**EXERCISE REQUIREMENTS**
Scale the entries below, starting at the line with "Locate the bread crust" and continuing up to and including the final line. Reproduce every line in that span, requests included, and multiply each coordinate in the answers by 0.5, rounding to the nearest whole number with halves rounded up.

**EXCERPTED RECORDS**
%%
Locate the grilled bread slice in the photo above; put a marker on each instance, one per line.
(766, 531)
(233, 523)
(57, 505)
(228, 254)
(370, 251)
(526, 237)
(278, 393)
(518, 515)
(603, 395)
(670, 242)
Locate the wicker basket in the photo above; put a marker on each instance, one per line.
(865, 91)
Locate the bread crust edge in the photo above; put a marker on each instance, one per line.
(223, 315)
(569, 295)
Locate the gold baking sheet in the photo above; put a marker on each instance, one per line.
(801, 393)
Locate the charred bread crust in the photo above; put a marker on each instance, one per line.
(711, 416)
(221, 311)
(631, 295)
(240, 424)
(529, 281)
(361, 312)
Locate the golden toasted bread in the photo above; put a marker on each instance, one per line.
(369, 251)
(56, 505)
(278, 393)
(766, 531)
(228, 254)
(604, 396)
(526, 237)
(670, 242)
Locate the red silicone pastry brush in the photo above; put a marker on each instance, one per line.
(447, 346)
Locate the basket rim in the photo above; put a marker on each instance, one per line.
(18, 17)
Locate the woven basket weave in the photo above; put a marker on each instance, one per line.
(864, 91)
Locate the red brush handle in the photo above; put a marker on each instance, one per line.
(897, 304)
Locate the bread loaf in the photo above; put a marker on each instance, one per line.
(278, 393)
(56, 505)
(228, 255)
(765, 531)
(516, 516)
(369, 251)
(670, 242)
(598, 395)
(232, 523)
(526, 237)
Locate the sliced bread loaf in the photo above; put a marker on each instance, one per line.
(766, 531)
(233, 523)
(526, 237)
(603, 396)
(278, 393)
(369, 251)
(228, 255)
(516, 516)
%%
**RESULT BELOW**
Locate the bread crust edge in the photo above; put a marker on each instance, one per line.
(112, 158)
(285, 148)
Locate the gold baking sheet in the photo above; put a marker on each instance, one per line.
(401, 197)
Locate the charred bread crust in the photo above; put a marker on each instance, one per line.
(356, 208)
(111, 156)
(316, 148)
(120, 212)
(265, 141)
(181, 156)
Locate the golden toasted bread in the photo above; put a marker on each instance, one per line.
(185, 126)
(28, 253)
(139, 197)
(383, 266)
(114, 127)
(302, 198)
(263, 119)
(335, 121)
Locate the red silicone pastry brush in the photo above; put a marker on each instance, one per line.
(224, 173)
Locate the basket rim in the photo above; put a marker on each instance, one per line.
(9, 9)
Locate the woven basket weave in the photo above; put a marker on each instance, one per line.
(432, 46)
Locate the red brush handle in the photo above; put a marker on each instance, one per line.
(449, 152)
Locate the bread loaf in the photo above; put a marker on each instance, one per line.
(139, 197)
(28, 253)
(114, 128)
(383, 266)
(258, 258)
(185, 126)
(335, 121)
(299, 198)
(116, 262)
(263, 119)
Locate the sliced bread loaf in the photo above; put a marker on each instance, one per line.
(383, 266)
(117, 262)
(263, 119)
(302, 198)
(139, 197)
(185, 126)
(114, 128)
(258, 258)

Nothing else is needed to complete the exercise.